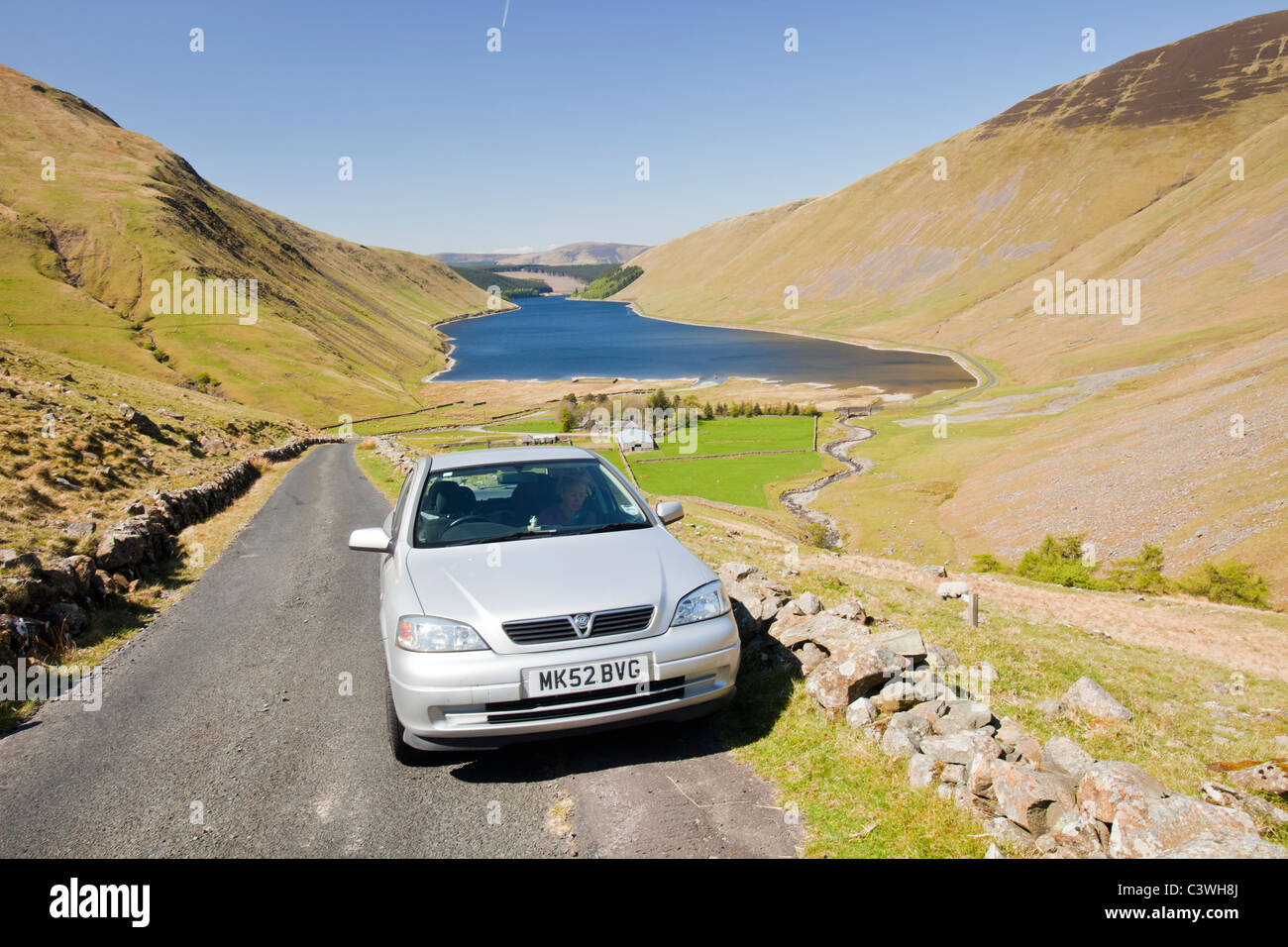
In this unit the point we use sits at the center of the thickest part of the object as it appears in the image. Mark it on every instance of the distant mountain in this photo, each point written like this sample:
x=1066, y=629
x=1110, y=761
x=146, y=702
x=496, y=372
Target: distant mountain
x=1168, y=167
x=568, y=254
x=91, y=214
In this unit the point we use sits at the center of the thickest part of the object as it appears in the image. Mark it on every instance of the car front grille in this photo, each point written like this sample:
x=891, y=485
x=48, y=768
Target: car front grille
x=587, y=702
x=561, y=628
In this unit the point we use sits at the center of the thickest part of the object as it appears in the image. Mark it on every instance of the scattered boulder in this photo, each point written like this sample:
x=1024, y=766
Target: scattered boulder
x=835, y=685
x=1061, y=755
x=862, y=712
x=921, y=771
x=851, y=609
x=931, y=710
x=829, y=631
x=142, y=423
x=1263, y=777
x=809, y=656
x=1030, y=799
x=1091, y=698
x=81, y=530
x=11, y=560
x=1146, y=827
x=1256, y=806
x=809, y=603
x=897, y=694
x=1106, y=787
x=901, y=742
x=909, y=720
x=939, y=656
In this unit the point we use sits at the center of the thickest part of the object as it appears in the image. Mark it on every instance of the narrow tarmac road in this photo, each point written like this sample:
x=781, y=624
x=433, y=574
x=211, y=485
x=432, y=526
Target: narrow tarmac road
x=226, y=731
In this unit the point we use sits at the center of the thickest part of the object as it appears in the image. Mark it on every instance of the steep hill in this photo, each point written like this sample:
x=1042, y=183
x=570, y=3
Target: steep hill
x=1170, y=167
x=587, y=253
x=91, y=213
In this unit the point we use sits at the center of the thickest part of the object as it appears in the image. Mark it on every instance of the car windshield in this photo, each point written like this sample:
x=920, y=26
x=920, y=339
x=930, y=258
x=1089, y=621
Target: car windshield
x=500, y=502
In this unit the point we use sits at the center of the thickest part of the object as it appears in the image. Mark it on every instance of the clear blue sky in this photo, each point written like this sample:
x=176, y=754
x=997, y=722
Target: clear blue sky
x=458, y=149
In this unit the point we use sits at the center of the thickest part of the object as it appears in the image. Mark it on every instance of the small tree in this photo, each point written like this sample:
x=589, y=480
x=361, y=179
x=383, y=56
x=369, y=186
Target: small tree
x=1232, y=582
x=1059, y=561
x=1142, y=574
x=987, y=562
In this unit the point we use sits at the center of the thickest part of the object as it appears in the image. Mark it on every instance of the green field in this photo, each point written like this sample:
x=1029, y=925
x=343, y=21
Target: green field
x=737, y=434
x=729, y=479
x=535, y=427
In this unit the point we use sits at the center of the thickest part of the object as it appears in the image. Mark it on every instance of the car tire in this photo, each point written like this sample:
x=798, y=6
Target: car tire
x=404, y=754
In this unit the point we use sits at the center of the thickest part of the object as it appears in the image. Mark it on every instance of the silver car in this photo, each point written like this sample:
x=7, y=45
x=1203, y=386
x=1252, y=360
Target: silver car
x=532, y=591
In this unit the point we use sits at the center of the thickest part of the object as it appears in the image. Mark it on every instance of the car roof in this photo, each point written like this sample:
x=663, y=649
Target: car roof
x=507, y=455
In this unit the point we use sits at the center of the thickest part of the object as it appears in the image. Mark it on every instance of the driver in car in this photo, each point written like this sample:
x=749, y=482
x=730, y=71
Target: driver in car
x=574, y=491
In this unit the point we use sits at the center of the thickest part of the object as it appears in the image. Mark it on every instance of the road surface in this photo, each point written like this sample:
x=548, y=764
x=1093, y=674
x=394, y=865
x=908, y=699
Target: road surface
x=226, y=731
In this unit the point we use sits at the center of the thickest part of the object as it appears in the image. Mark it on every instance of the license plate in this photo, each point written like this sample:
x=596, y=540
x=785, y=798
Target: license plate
x=590, y=676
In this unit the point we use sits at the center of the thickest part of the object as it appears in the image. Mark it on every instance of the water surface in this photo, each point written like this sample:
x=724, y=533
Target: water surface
x=554, y=338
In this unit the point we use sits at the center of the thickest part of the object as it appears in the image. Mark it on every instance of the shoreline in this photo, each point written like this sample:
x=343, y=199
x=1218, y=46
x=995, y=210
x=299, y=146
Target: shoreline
x=962, y=361
x=451, y=346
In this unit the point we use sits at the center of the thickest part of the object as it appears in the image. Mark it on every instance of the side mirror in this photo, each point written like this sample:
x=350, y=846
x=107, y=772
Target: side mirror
x=372, y=540
x=670, y=512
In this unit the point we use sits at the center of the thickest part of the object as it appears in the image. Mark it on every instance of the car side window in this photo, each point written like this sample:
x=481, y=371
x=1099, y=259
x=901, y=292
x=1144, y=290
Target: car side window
x=398, y=506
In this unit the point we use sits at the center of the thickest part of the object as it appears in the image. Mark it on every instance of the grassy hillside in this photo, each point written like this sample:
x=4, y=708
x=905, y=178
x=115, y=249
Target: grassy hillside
x=1170, y=167
x=342, y=329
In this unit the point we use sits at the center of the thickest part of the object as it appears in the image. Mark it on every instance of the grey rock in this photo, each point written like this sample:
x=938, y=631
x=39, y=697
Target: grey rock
x=1145, y=828
x=921, y=771
x=897, y=694
x=931, y=709
x=809, y=603
x=861, y=712
x=1061, y=755
x=1106, y=787
x=1256, y=806
x=960, y=748
x=939, y=656
x=1263, y=777
x=1225, y=845
x=1030, y=799
x=1091, y=698
x=907, y=720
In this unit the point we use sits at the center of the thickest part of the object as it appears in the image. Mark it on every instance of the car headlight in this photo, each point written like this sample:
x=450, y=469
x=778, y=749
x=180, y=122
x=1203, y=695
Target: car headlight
x=708, y=600
x=426, y=633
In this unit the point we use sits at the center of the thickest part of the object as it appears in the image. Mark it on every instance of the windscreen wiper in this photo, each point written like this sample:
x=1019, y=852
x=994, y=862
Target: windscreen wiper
x=609, y=527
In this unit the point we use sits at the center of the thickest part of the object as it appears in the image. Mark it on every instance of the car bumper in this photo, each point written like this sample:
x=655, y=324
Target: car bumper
x=477, y=698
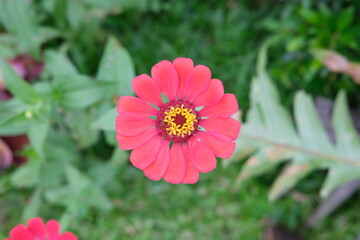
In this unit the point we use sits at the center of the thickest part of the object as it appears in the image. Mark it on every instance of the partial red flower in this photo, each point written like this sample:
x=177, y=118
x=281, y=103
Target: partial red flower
x=179, y=137
x=24, y=65
x=29, y=69
x=37, y=230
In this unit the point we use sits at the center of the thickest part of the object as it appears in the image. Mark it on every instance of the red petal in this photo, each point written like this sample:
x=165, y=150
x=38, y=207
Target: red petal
x=211, y=95
x=221, y=145
x=144, y=155
x=67, y=236
x=197, y=82
x=134, y=104
x=131, y=142
x=132, y=124
x=20, y=233
x=176, y=170
x=52, y=229
x=183, y=67
x=37, y=227
x=145, y=88
x=165, y=76
x=202, y=156
x=156, y=170
x=226, y=107
x=228, y=126
x=191, y=172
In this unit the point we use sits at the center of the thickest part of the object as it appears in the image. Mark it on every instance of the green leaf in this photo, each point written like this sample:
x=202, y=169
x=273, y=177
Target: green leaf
x=17, y=86
x=75, y=13
x=79, y=123
x=116, y=66
x=28, y=175
x=344, y=19
x=347, y=144
x=57, y=64
x=32, y=208
x=37, y=133
x=106, y=121
x=77, y=91
x=270, y=137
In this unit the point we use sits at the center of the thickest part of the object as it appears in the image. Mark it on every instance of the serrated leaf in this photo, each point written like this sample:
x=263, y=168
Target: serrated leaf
x=347, y=144
x=310, y=128
x=269, y=126
x=116, y=66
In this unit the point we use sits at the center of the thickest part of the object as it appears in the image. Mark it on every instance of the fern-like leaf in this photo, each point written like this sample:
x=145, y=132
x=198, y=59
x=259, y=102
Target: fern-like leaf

• [Written instruction]:
Rewrite all of the entries above with "thickest part" changed to "widest part" and every other word kept the same. Leave the pictures out.

• [Output of the task]:
In this unit the point we use sits at the center of the widest part of the object as it appears in the image. Mark it on every instance of the distant mountain in this photo, each point written like this sample:
x=1066, y=629
x=1110, y=761
x=146, y=702
x=496, y=372
Target: distant mountain
x=1168, y=167
x=568, y=254
x=91, y=214
In this unit the point we use sits at the center of the widest part of the object as it appears in the image. Mark it on every instance of the car front grille in this photo, each point written like this sample:
x=891, y=485
x=48, y=768
Target: car front grille
x=587, y=702
x=561, y=628
In this unit the point we use sits at the center of the widest part of the object as it appears in the image. Mark it on every instance of the scattered boulder in this photo, each point written like this sample:
x=1024, y=766
Target: scattered boulder
x=835, y=685
x=1061, y=755
x=862, y=712
x=921, y=771
x=851, y=609
x=931, y=710
x=829, y=631
x=142, y=423
x=1263, y=777
x=809, y=656
x=1030, y=799
x=1091, y=698
x=81, y=530
x=11, y=560
x=1146, y=827
x=1256, y=806
x=809, y=603
x=897, y=694
x=1106, y=787
x=901, y=742
x=909, y=720
x=939, y=656
In this unit the point we use sits at the center of the widest part of the object as it appears in the image. Mark it on every instance of the narrow tarmac road in this photo, each point written like this sample:
x=781, y=624
x=433, y=574
x=211, y=485
x=432, y=526
Target: narrow tarmac road
x=226, y=731
In this unit the point we use sits at the center of the widest part of the object as it appears in the image. Mark it on every instance of the steep hill in this photo, each point written like this sample:
x=1042, y=183
x=570, y=3
Target: steep hill
x=1170, y=167
x=587, y=253
x=91, y=213
In this unit the point we use sits at the center of the widest part of the object as it appears in the image. Mark it on every instance of the car windshield in this photo, each point written like this sample:
x=920, y=26
x=920, y=339
x=930, y=258
x=1089, y=621
Target: car windshield
x=500, y=502
In this unit the point we use sits at the center of the widest part of the object as it appears in the image. Mark it on every instance of the clear blue sky in this photo, each point written like this sample:
x=176, y=754
x=997, y=722
Target: clear blue sky
x=458, y=149
In this unit the point we use sits at the center of the widest part of the object as it appears in the image. Mark it on every instance of the small tree in this photo, each point written like this sample:
x=589, y=480
x=361, y=179
x=383, y=56
x=369, y=186
Target: small tree
x=1232, y=582
x=1059, y=561
x=1142, y=574
x=987, y=562
In this unit the point we use sits at the center of the widest part of the object as it appears in the image. Mark it on every instance of the green field in this photo, each point written like this sample:
x=1029, y=925
x=343, y=21
Target: green field
x=737, y=434
x=729, y=479
x=535, y=427
In this unit the point we use sits at the center of the widest part of the object as it appears in the image. Mark it on every instance of the car tire in this photo, each point written like this sample:
x=798, y=6
Target: car tire
x=404, y=754
In this unit the point we use sits at the center of the widest part of the object as it appears in the image. Mark it on every instance of the silver car in this photo, each point written like this sample:
x=7, y=45
x=1203, y=386
x=1252, y=360
Target: silver car
x=532, y=591
In this unit the point we use sits at the center of the widest part of the object as it appears in the image. Mark it on every instance of the car roof in this photo, each point written like this sample:
x=663, y=649
Target: car roof
x=507, y=455
In this unit the point we use sits at the center of the widest part of the object as it appears in the image. Mark it on every instance of the driver in car in this photo, each point written like this sample:
x=749, y=482
x=730, y=71
Target: driver in car
x=574, y=491
In this unit the point we use sits at the center of the widest part of the object as it appears in the image. Mark it on every instance of the road surface in this photo, each point written like this sample:
x=548, y=764
x=1093, y=674
x=394, y=865
x=908, y=699
Target: road surface
x=226, y=731
In this unit the point we use sits at the center of the widest part of the object as it appears in the image. Mark it on every instance of the license plate in this photo, each point written like this sample:
x=596, y=540
x=785, y=798
Target: license plate
x=590, y=676
In this unit the point we use sits at the center of the widest part of the object as it appears in the image. Mark it on every instance of the water surface in this photo, each point written like this sample:
x=724, y=533
Target: water surface
x=554, y=338
In this unit the point we use sits at the center of the widest part of the object as it appears in the image. Mark it on every instance of the shoreline in this photo, each point written like this sample:
x=343, y=199
x=1218, y=46
x=995, y=210
x=299, y=146
Target: shoreline
x=962, y=361
x=451, y=346
In this unit the point we use sits at the center of the widest part of the object as it appears in the image. Mark it on every instance of the side mirror in this photo, each point written like this sample:
x=350, y=846
x=107, y=772
Target: side mirror
x=372, y=540
x=670, y=512
In this unit the point we use sits at the center of the widest part of the object as it appears in the image. Mark it on every instance of the car side window in this photo, each point written like this sample:
x=481, y=371
x=1099, y=259
x=901, y=292
x=1144, y=290
Target: car side window
x=398, y=506
In this unit the point we use sits at the center of the widest part of the object as it appears in the image. Mark it on every instance of the grassy hillside in this photo, each point written like this sample:
x=4, y=708
x=905, y=178
x=115, y=249
Target: grassy hillside
x=1170, y=167
x=342, y=329
In this unit the point we use sits at the center of the widest part of the object as it appears in the image. Mark it on every instance of the grey rock in this photo, each point written like this sample:
x=938, y=631
x=39, y=697
Target: grey rock
x=1145, y=828
x=921, y=771
x=897, y=694
x=931, y=709
x=809, y=603
x=861, y=712
x=1061, y=755
x=1106, y=787
x=1256, y=806
x=960, y=748
x=939, y=656
x=1263, y=777
x=1225, y=845
x=1030, y=799
x=1091, y=698
x=907, y=720
In this unit the point we use sits at the center of the widest part of the object as it appears in the image. Mark it on every instance of the car headlight in this photo, each point written like this sample:
x=450, y=469
x=778, y=749
x=180, y=122
x=1203, y=695
Target: car headlight
x=708, y=600
x=426, y=633
In this unit the point we use sits at the center of the widest part of the object as it appears in the image. Mark it on every instance of the windscreen wiper in this photo, each point written like this sample:
x=1019, y=852
x=994, y=862
Target: windscreen wiper
x=609, y=527
In this unit the point we use sits at the center of the widest part of the object as it appears in the image. Mark it on every instance of the car bumper in this photo, each point written like this sample:
x=655, y=324
Target: car bumper
x=477, y=698
In this unit the point we use sits at the center of the widest part of the object as it appears in the image. Mark it on every instance of the partial red flower in this photo, each point written like this sample:
x=177, y=118
x=281, y=103
Target: partial red flower
x=179, y=137
x=24, y=65
x=29, y=69
x=37, y=230
In this unit the point we use sits at the center of the widest part of the object as it appears in the image. Mark it on every instance of the red petal in this photo, each point written like this sample:
x=165, y=150
x=38, y=207
Target: red petal
x=211, y=95
x=221, y=145
x=144, y=155
x=67, y=236
x=197, y=82
x=134, y=104
x=131, y=142
x=132, y=124
x=20, y=233
x=176, y=170
x=52, y=229
x=183, y=67
x=37, y=227
x=145, y=88
x=165, y=76
x=202, y=156
x=156, y=170
x=226, y=107
x=228, y=126
x=191, y=172
In this unit the point we use sits at the center of the widest part of the object as it appears in the image. Mark it on every instance of the green leaf in this photo, each point written like this sample:
x=202, y=169
x=273, y=177
Target: green leaf
x=17, y=86
x=75, y=13
x=79, y=123
x=116, y=66
x=28, y=175
x=344, y=19
x=347, y=144
x=57, y=64
x=32, y=208
x=37, y=133
x=106, y=121
x=77, y=91
x=270, y=137
In this unit the point we use sits at the center of the widest part of the object as it appears in the image. Mark it on every instance of the serrated leaf in this photo, each point written like this sample:
x=263, y=168
Target: serrated leaf
x=347, y=144
x=310, y=128
x=269, y=126
x=116, y=66
In this unit the point we use sits at the center of the widest part of the object as it appears in the image. Mark it on every instance of the fern-like leaf in this photo, each point written like this sample:
x=145, y=132
x=198, y=59
x=259, y=102
Target: fern-like leaf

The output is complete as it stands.